— PROVIDED PASSAGE —
┄┄┄┄┄┄┄┄┄┄

Skip to content

GDCWholeGenomeSomaticSingleSample⚓︎

Inputs⚓︎

In addition to the standard workload request inputs:

  • executor : URL of the Cromwell service
  • output : GCS URL prefix for output files
  • pipeline : literally "GDCWholeGenomeSomaticSingleSample"
  • project : some tracking label you can choose

a GDCWholeGenomeSomaticSingleSample workload requires the following inputs for each workflow.

  • base_file_name
  • contamination_vcf_index
  • contamination_vcf
  • cram_ref_fasta_index
  • cram_ref_fasta
  • dbsnp_vcf_index
  • dbsnp_vcf
  • input_cram

Here is what those are.

base_file_name⚓︎

The leaf name of a sample input or output path without the . suffix. The base_file_name is usually the same as the sample name and differs in every workflow.

contamination_vcf_index and contamination_vcf⚓︎

These are GCS pathnames of the contamination detection data for the input samples. This commonly depends on the reference genome for the samples, and is shared across all the workflows.

cram_ref_fasta_index and cram_ref_fasta⚓︎

These are GCS pathnames of the reference FASTA to which the input CRAM is aligned. This FASTA is used to expand CRAMs to BAMs and again is generally shared across all the workflows.

dbsnp_vcf_index and dbsnp_vcf⚓︎

These are GCS pathnames of a VCF containing a database of known variants from the reference. As with the contamination and reference FASTA files, typically these are shared across all the workflows.

input_cram⚓︎

This is a GCS pathname to the input CRAM. It's last component will typically be the base_file_name value with ".cram" appended. The GDCWholeGenomeSomaticSingleSample.wdl workflow definition expects to find a base_file_name.cram.crai file for every base_file_name.cram file specified as an input_cram.

┄┄┄┄┄┄┄┄┄┄

— EXTRACTED ENTRIES —
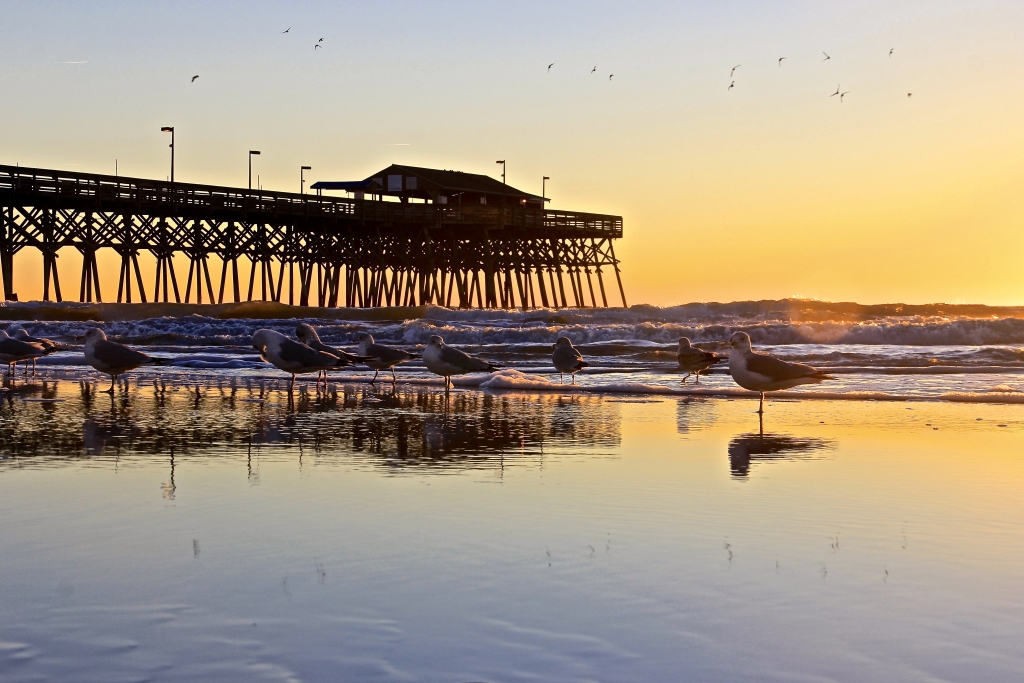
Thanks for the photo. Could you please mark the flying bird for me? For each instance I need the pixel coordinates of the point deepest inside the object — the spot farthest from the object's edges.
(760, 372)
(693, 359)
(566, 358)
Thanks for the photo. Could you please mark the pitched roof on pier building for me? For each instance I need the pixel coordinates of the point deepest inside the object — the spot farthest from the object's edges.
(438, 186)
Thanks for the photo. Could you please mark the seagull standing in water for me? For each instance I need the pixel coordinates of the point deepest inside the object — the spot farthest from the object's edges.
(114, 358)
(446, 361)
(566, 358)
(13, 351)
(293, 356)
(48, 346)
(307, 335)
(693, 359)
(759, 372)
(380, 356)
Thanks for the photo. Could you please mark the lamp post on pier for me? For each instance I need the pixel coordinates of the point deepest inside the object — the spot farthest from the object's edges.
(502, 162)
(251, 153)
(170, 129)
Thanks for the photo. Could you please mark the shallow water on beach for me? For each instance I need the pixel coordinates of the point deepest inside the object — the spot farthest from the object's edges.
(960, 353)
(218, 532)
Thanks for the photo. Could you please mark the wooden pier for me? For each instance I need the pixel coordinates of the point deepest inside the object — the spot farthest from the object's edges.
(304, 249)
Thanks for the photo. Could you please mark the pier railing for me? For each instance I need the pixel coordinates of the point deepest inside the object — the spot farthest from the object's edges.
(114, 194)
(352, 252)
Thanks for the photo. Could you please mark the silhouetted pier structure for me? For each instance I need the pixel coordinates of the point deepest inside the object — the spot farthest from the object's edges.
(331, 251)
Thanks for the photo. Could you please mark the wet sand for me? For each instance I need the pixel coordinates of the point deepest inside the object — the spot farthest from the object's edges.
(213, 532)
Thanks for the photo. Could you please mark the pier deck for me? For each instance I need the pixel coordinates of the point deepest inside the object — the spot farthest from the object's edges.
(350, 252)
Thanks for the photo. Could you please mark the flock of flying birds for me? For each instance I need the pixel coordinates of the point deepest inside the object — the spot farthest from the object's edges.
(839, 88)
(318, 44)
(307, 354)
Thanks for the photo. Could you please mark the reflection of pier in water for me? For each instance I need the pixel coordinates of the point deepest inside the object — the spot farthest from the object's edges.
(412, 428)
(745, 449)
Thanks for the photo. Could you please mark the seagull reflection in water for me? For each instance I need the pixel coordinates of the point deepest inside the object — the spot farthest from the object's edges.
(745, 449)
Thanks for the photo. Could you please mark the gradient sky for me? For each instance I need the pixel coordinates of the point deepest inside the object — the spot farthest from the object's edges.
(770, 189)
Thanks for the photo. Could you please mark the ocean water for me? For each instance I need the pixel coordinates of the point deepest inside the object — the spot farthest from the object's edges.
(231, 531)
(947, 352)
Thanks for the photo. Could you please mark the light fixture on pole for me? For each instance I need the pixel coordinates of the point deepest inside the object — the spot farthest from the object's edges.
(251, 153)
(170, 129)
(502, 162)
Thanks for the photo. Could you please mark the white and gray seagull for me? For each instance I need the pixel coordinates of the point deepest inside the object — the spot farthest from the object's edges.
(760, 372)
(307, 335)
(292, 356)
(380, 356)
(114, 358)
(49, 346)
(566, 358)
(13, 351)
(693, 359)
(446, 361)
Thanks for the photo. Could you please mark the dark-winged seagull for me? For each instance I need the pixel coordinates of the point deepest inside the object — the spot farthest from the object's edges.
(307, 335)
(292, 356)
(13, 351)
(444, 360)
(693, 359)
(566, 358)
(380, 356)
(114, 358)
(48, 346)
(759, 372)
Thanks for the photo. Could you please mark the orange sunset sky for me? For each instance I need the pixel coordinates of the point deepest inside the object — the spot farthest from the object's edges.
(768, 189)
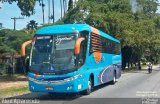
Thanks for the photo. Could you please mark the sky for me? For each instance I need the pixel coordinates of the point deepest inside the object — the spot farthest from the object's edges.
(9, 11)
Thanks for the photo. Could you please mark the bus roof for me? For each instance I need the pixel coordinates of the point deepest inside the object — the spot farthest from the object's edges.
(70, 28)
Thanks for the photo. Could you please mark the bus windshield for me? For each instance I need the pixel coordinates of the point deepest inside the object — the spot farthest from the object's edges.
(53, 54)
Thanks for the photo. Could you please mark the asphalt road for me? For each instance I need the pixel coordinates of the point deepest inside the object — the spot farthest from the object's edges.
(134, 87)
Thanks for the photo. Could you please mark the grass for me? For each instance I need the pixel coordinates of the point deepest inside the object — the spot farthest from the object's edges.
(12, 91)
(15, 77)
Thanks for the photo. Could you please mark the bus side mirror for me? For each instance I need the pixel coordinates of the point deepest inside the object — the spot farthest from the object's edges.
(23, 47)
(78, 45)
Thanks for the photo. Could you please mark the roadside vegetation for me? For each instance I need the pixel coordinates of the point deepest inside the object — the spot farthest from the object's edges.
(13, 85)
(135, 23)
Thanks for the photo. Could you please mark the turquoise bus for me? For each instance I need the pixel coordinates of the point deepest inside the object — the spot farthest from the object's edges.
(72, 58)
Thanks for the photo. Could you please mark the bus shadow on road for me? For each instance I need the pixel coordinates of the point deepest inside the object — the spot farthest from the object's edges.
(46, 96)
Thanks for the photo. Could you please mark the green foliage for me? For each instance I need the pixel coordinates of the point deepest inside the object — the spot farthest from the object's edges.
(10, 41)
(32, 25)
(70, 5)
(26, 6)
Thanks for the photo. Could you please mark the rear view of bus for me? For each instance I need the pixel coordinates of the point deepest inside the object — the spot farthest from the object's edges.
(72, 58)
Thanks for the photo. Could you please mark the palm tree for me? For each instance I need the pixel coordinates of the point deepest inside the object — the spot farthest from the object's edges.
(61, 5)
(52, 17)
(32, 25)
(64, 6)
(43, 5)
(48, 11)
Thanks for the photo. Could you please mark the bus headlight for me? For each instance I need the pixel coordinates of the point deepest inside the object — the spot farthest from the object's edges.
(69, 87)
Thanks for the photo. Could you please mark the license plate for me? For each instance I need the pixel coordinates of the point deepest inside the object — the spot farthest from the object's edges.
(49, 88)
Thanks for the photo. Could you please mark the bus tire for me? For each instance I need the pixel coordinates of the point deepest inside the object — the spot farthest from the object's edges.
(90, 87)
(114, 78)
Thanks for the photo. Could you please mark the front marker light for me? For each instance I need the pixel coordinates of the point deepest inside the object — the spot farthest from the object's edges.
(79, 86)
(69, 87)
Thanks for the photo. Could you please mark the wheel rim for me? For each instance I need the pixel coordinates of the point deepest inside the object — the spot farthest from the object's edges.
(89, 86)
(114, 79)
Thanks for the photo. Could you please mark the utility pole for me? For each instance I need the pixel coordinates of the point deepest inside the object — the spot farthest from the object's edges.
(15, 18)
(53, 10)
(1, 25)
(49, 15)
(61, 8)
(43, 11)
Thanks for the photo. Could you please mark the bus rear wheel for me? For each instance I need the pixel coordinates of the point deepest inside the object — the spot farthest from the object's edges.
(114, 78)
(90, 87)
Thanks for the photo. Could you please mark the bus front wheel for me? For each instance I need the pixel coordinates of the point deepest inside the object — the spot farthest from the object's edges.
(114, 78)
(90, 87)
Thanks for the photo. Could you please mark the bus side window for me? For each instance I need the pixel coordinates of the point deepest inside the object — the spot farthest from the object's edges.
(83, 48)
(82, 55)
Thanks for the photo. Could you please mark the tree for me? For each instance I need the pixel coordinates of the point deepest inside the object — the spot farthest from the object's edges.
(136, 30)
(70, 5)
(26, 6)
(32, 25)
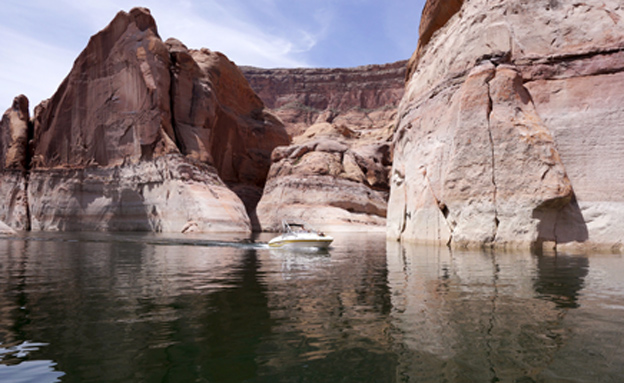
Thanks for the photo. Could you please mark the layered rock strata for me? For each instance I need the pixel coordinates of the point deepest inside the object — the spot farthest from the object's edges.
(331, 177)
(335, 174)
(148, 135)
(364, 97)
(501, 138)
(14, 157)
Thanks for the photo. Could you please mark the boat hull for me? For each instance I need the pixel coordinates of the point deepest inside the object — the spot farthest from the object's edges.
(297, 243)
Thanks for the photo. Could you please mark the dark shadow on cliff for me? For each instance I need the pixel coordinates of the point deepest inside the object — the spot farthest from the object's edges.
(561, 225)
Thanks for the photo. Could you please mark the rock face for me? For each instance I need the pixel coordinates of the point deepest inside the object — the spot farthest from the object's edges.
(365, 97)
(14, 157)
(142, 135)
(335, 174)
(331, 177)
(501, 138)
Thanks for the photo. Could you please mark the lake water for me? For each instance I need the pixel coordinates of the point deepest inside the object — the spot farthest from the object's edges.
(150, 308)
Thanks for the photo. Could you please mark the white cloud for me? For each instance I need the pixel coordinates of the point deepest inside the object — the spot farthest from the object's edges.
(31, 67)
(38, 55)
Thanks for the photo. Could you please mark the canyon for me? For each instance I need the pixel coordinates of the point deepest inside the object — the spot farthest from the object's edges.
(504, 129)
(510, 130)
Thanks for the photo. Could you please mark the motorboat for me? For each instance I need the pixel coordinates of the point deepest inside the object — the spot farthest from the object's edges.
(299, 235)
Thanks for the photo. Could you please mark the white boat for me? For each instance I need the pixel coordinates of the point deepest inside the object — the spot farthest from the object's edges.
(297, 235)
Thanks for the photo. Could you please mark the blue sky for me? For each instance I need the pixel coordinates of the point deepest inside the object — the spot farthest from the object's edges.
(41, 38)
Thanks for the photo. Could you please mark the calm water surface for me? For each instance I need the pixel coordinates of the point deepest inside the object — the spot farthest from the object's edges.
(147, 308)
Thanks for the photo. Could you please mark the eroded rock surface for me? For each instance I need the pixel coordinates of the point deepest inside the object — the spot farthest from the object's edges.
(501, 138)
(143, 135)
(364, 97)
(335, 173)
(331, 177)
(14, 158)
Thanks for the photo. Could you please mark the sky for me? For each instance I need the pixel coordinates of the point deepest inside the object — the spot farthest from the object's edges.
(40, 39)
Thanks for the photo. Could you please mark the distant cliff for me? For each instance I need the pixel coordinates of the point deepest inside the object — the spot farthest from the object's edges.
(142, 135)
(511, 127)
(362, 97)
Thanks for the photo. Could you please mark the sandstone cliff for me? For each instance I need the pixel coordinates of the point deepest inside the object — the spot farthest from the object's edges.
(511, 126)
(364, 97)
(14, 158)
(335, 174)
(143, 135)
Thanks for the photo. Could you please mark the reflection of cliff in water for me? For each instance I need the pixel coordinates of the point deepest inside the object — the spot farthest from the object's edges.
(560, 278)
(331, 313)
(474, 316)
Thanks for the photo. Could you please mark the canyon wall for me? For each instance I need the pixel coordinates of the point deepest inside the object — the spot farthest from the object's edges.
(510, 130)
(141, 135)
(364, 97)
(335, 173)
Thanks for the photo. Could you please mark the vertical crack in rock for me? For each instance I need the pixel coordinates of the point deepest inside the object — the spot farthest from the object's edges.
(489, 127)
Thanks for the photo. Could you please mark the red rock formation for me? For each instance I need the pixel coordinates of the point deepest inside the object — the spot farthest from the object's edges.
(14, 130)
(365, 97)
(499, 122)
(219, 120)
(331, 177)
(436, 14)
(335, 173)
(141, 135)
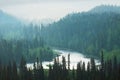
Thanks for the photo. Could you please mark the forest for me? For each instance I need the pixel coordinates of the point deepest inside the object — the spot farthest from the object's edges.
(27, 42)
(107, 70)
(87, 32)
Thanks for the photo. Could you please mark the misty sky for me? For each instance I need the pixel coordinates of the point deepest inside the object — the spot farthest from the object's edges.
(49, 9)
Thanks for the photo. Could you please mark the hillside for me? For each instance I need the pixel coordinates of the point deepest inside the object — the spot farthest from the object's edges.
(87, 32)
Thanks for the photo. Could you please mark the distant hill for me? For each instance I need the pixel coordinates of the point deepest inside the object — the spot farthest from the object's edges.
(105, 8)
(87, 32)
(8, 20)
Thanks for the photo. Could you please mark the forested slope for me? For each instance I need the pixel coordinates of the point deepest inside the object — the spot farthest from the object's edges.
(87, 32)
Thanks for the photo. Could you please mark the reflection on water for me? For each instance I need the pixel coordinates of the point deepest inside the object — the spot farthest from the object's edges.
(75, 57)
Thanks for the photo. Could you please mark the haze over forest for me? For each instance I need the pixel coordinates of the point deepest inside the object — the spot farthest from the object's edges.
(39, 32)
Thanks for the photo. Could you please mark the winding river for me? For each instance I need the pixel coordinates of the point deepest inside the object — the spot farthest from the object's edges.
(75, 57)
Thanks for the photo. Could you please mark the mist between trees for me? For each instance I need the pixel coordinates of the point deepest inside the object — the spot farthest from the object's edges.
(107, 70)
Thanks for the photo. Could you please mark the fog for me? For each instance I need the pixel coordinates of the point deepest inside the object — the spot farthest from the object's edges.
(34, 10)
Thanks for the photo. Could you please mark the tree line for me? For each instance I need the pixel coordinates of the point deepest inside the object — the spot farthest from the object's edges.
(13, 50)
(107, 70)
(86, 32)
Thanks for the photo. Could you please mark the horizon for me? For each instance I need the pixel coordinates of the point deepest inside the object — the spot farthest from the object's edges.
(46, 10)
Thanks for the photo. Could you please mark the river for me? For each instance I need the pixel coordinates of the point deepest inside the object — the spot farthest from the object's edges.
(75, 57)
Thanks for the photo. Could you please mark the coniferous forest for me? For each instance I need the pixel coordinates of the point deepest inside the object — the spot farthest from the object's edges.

┄┄┄┄┄┄┄┄┄┄

— TASK SET —
a - According to the GDCWholeGenomeSomaticSingleSample page, what is the FASTA named by cram_ref_fasta used for?
b - Decide whether each statement agrees with the GDCWholeGenomeSomaticSingleSample page, giving yes or no and quoting the words that settle it.
(i) The base_file_name is usually shared across all the workflows.
(ii) The pipeline input takes the literal value "GDCWholeGenomeSomaticSingleSample".
(iii) The workflow definition expects a .crai file for every CRAM file given as an input_cram.
c - Please copy the part of the GDCWholeGenomeSomaticSingleSample page that begins at the words "These are GCS pathnames of the reference" and stops after "are shared across all the workflows.".

— TASK-BY-TASK RESULTS —
a - It is used to expand CRAMs to BAMs.

b -
(i) No: "The base_file_name is usually the same as the sample name and differs in every workflow."
(ii) Yes: "pipeline : literally "GDCWholeGenomeSomaticSingleSample""
(iii) Yes: "expects to find a base_file_name.cram.crai file for every base_file_name.cram file specified as an input_cram."

c -
These are GCS pathnames of the reference FASTA to which the input CRAM is aligned. This FASTA is used to expand CRAMs to BAMs and again is generally shared across all the workflows.

dbsnp_vcf_index and dbsnp_vcf⚓︎

These are GCS pathnames of a VCF containing a database of known variants from the reference. As with the contamination and reference FASTA files, typically these are shared across all the workflows.